▶ _TASK OBJECTIVE_
The reply must repeat the listing below exactly and carry none of its pictures.

▶ _LISTED ENTRIES_
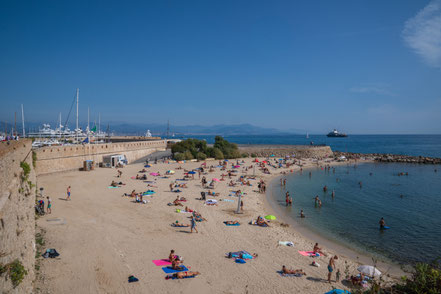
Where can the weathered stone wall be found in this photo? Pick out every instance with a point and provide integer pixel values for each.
(17, 216)
(64, 158)
(299, 151)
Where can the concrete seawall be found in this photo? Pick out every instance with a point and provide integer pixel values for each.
(17, 216)
(64, 158)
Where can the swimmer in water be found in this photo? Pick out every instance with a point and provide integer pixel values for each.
(382, 223)
(316, 199)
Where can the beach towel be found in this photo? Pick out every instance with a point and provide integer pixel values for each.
(288, 275)
(286, 243)
(231, 224)
(171, 277)
(161, 262)
(169, 270)
(133, 279)
(309, 253)
(245, 254)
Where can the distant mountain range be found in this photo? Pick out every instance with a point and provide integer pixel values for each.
(119, 128)
(224, 130)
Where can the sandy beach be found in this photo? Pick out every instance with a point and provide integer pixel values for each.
(103, 237)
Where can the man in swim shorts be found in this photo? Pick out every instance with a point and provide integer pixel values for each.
(331, 267)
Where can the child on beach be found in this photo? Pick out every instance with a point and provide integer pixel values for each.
(49, 205)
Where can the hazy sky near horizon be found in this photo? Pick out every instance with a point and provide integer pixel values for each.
(360, 66)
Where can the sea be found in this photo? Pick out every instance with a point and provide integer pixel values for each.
(409, 203)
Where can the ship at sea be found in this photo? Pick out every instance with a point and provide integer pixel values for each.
(336, 134)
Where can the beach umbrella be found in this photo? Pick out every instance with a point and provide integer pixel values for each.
(338, 291)
(369, 270)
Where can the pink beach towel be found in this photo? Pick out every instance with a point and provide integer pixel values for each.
(161, 262)
(308, 253)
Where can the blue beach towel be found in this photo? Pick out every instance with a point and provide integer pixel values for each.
(169, 270)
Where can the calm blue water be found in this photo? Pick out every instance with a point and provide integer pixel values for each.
(352, 216)
(416, 145)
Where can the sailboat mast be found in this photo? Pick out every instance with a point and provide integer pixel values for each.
(78, 98)
(88, 127)
(22, 121)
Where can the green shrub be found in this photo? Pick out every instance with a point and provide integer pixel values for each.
(26, 168)
(425, 279)
(17, 272)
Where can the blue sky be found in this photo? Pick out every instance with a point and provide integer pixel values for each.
(361, 66)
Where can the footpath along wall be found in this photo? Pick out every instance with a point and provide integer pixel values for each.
(17, 217)
(64, 158)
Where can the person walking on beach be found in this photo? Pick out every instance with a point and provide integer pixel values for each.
(193, 225)
(49, 205)
(331, 267)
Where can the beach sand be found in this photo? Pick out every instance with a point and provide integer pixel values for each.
(103, 238)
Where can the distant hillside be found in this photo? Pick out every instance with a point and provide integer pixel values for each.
(161, 129)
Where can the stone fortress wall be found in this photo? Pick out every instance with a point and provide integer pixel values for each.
(17, 216)
(64, 158)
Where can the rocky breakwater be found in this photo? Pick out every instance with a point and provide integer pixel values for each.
(297, 151)
(379, 157)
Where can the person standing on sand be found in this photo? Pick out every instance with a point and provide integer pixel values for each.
(49, 205)
(331, 266)
(193, 225)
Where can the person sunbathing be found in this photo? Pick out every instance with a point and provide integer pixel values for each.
(286, 271)
(318, 250)
(178, 224)
(183, 275)
(232, 223)
(261, 222)
(176, 266)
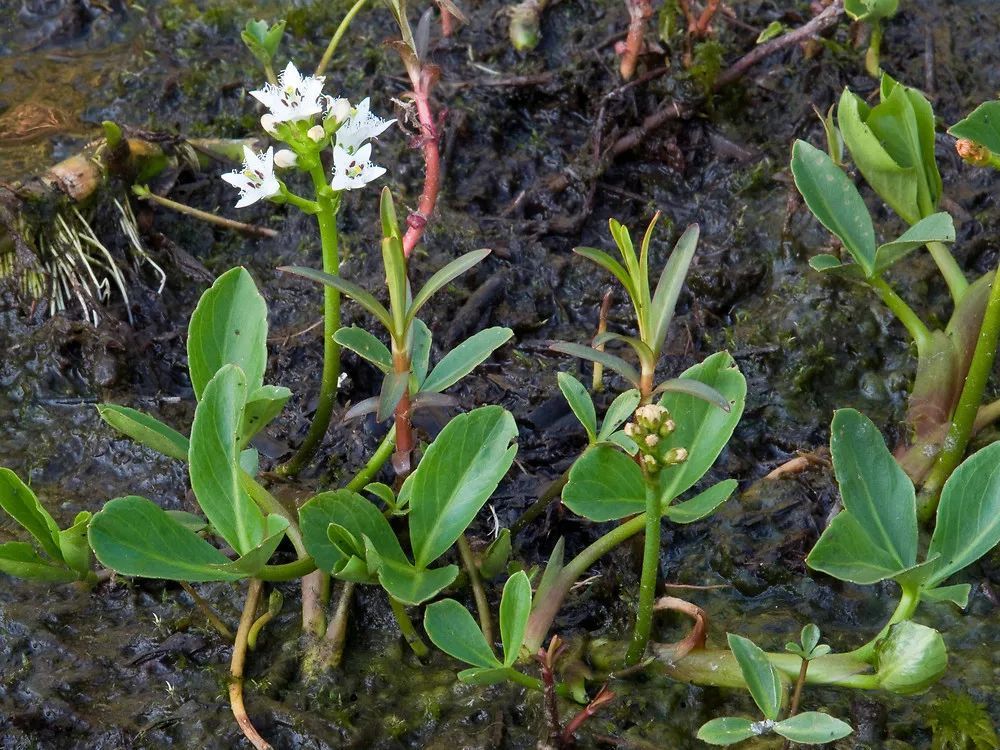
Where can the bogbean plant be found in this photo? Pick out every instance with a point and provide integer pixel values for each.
(892, 146)
(400, 538)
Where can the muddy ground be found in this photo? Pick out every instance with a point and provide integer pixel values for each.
(131, 664)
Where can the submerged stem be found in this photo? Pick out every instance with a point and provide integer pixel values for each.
(237, 664)
(478, 592)
(409, 632)
(647, 581)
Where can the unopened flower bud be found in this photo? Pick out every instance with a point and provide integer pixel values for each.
(972, 152)
(339, 109)
(675, 456)
(285, 159)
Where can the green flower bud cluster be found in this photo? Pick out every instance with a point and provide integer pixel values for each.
(652, 424)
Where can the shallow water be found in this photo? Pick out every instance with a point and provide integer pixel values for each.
(130, 665)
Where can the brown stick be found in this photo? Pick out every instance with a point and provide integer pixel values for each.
(416, 222)
(236, 667)
(639, 12)
(675, 111)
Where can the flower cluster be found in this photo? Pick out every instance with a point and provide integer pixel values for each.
(652, 424)
(293, 104)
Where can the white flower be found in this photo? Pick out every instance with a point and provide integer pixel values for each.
(352, 171)
(257, 180)
(339, 109)
(360, 127)
(285, 159)
(294, 98)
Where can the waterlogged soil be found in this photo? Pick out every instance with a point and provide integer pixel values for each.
(132, 664)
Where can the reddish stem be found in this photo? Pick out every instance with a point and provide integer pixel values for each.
(639, 12)
(603, 697)
(423, 80)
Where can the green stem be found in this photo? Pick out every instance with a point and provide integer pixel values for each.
(478, 593)
(327, 218)
(288, 571)
(948, 266)
(908, 601)
(338, 35)
(364, 477)
(547, 603)
(911, 321)
(409, 632)
(647, 580)
(964, 420)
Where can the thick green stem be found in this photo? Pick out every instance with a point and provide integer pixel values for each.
(338, 35)
(364, 477)
(911, 321)
(478, 592)
(908, 601)
(964, 420)
(647, 580)
(948, 266)
(409, 632)
(327, 218)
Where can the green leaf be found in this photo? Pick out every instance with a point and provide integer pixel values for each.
(957, 594)
(761, 678)
(515, 608)
(813, 728)
(351, 289)
(135, 537)
(668, 288)
(935, 228)
(702, 428)
(436, 282)
(875, 536)
(411, 585)
(611, 265)
(835, 201)
(21, 560)
(694, 388)
(21, 504)
(621, 409)
(726, 731)
(605, 485)
(968, 516)
(349, 511)
(702, 504)
(362, 343)
(579, 401)
(845, 551)
(452, 629)
(455, 477)
(145, 429)
(982, 126)
(465, 357)
(263, 405)
(73, 544)
(214, 462)
(229, 326)
(610, 361)
(420, 353)
(393, 389)
(484, 675)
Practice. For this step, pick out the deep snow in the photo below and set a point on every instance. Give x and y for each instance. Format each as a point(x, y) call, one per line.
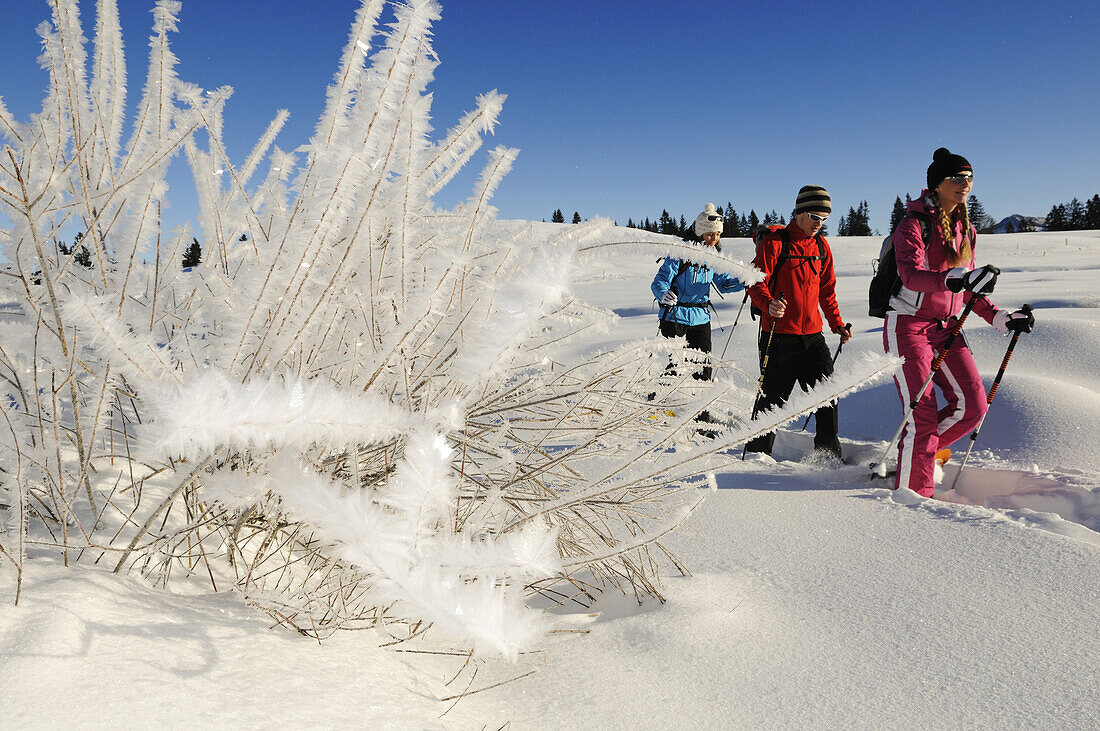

▶ _WRITTEN RESPONSE_
Where can the weathered stone wall be found in this photo? Pick out every instance with a point and provide integer pixel values for each.
(17, 216)
(64, 158)
(299, 151)
Where can the concrete seawall be found in this photo? Pick out every instance with a point and provide integer pixel values for each.
(17, 216)
(64, 158)
Where can the swimmer in water be found in this photo? Pick out every instance with a point and provide integer pixel values for each.
(382, 223)
(316, 199)
Where can the beach towel be found in this photo? Pick out every instance with a point and provide integer pixel values for each.
(288, 275)
(286, 243)
(231, 224)
(171, 277)
(161, 262)
(169, 270)
(133, 279)
(309, 253)
(245, 254)
Where can the distant mountain range be found in this photo? Pick out every instance with a point and provide integer pixel values for each.
(119, 128)
(224, 130)
Where can the sandy beach be found in this photo? Pick out every instance with a point and provide integer pixel values for each.
(103, 237)
Where can the man in swim shorts be found in this photo? Pick out every instance with a point and provide integer pixel values for each.
(331, 267)
Where can the child on beach be found in this photo? Pick out every instance with a point and provide integer pixel values for each.
(49, 205)
Where can the hazy sky near horizon be found in this photo? Pick out every instance with a point and provide integer pixel values for each.
(360, 66)
Where can the sea be found in this photo? Pick out every instance with a point and provide integer pixel values for each.
(409, 203)
Where can the ship at sea be found in this photo? Pick out every instance with a point and provide integer pixel values for each.
(336, 134)
Where can the beach umbrella be found in this photo? Pick out every instance with a point and provide integer pixel values for each.
(338, 291)
(369, 270)
Where can the pink beach towel be found in this photo? Pick out every instance with a point and provide integer pixel values for each.
(161, 262)
(308, 253)
Where can the blue beach towel be found in this photo? Pick out every instance with a point and provide integer pixel values for each.
(169, 270)
Where can the calm blue water be found in this photo? Pick out every instance with a point and provide integer pixel values for each.
(352, 216)
(416, 145)
Where can the sailboat mast be found in this photo? Pick out every instance with a point and provide integer pixel values for each.
(78, 98)
(88, 127)
(22, 121)
Where can the green shrub be found in this photo? Pick out every instance with a point and provide integer pixel values for each.
(26, 168)
(425, 279)
(17, 272)
Where can the blue sky be found in this photo? Pick out every instance with a point and provide integer pixel values for each.
(361, 66)
Where can the footpath along wall be found in this photo? Pick out every instance with a point and provide integer pixel values for each.
(17, 217)
(64, 158)
Where can the person walking on beach be found in this photo? Pick out every instance with a point and provide integer pixel values for each.
(193, 225)
(49, 205)
(331, 267)
Where can the beach sand be found in this photo? Pick out every instance with a point and provide integer pixel values for each.
(103, 238)
Where can the distant hillside be found in this photo? Pick out every instance with a point and provide integer pixel values for each.
(161, 129)
Where can the stone fortress wall be found in this photo? Pick out every instance with a point and provide integer pixel values for each.
(17, 216)
(64, 158)
Where can the rocky breakwater be found in this photo? Pick out every instance with a point and provide integer pixel values for each.
(297, 151)
(379, 157)
Where can the person standing on sand be found in this photo? Pick out every instance with a point and provide integer pixel values for each.
(49, 205)
(331, 266)
(193, 225)
Where can the person sunbathing be found in this photo? Pick out every instance with a point and provide integer pixel values for each.
(286, 271)
(318, 250)
(178, 224)
(183, 275)
(232, 223)
(261, 222)
(176, 266)
Where can the bogbean plant be found in this photo? Pick out every instance with a point and provide integer pixel values for each.
(892, 146)
(400, 538)
Where can the muddy ground be found in this photo? Pick out every instance with a point and provide integer pixel values for each.
(131, 664)
Where can the submerged stem be found in this photo? Pick out every instance with a point and provide integer pixel values for each.
(237, 664)
(478, 592)
(409, 632)
(647, 581)
Where can the unopened flower bud be found in this photo? Pick out every instance with a point and provide integer pixel values for each.
(972, 152)
(339, 109)
(675, 456)
(285, 159)
Where can the green flower bud cluster be found in this photo? Pick out every instance with a point and provide integer pixel values for each.
(652, 424)
Where can the shallow water be found in this photo? Pick out every instance with a point and provide integer pixel values for each.
(130, 665)
Where can the brown stick be found in this photo? Pick out every instance with a point and provide integer pixel values for each.
(416, 222)
(236, 667)
(639, 12)
(675, 111)
Where can the flower cluster be found in this photo? Pick out every instance with a point and provide integer pixel values for each.
(652, 424)
(293, 104)
Where can the white flower be found in this photo? Pick out every instance with a point and provide integer pixel values for each.
(352, 171)
(257, 180)
(339, 109)
(360, 127)
(285, 159)
(294, 98)
Where can the waterlogged soil be found in this photo? Pick out every instance with a point and provide integer pixel values for each.
(132, 664)
Where can the reddish stem be found in this photo? Pick out every instance with a point and provide integer pixel values for each.
(639, 12)
(603, 697)
(423, 80)
Where can the green stem be found in this photo? Pick out every instance with a point and provide integer pixel values for each.
(478, 593)
(327, 218)
(288, 571)
(948, 266)
(908, 601)
(338, 35)
(364, 477)
(547, 603)
(911, 321)
(409, 632)
(647, 580)
(964, 420)
Where can the thick green stem be found in this photo? Pick out every instance with a point and provide integer pixel values for each.
(338, 35)
(364, 477)
(911, 321)
(478, 592)
(908, 601)
(964, 420)
(647, 580)
(948, 266)
(409, 632)
(327, 218)
Where can the green leaf be found in this photo? Pick out every instance with a point and provide integer pixel values for each.
(957, 594)
(761, 678)
(515, 608)
(813, 728)
(351, 289)
(135, 537)
(668, 288)
(935, 228)
(702, 428)
(436, 282)
(875, 536)
(411, 585)
(611, 265)
(835, 201)
(21, 560)
(694, 388)
(21, 504)
(621, 409)
(726, 731)
(605, 485)
(968, 516)
(349, 511)
(702, 504)
(362, 343)
(579, 401)
(845, 551)
(452, 629)
(455, 477)
(145, 429)
(982, 126)
(465, 357)
(263, 405)
(73, 544)
(214, 462)
(229, 326)
(610, 361)
(420, 353)
(393, 389)
(484, 675)
Practice. For this step, pick out the deep snow in the photo below and set a point on every instance. Give x and y for each instance. Format each as a point(x, y) call, one per line.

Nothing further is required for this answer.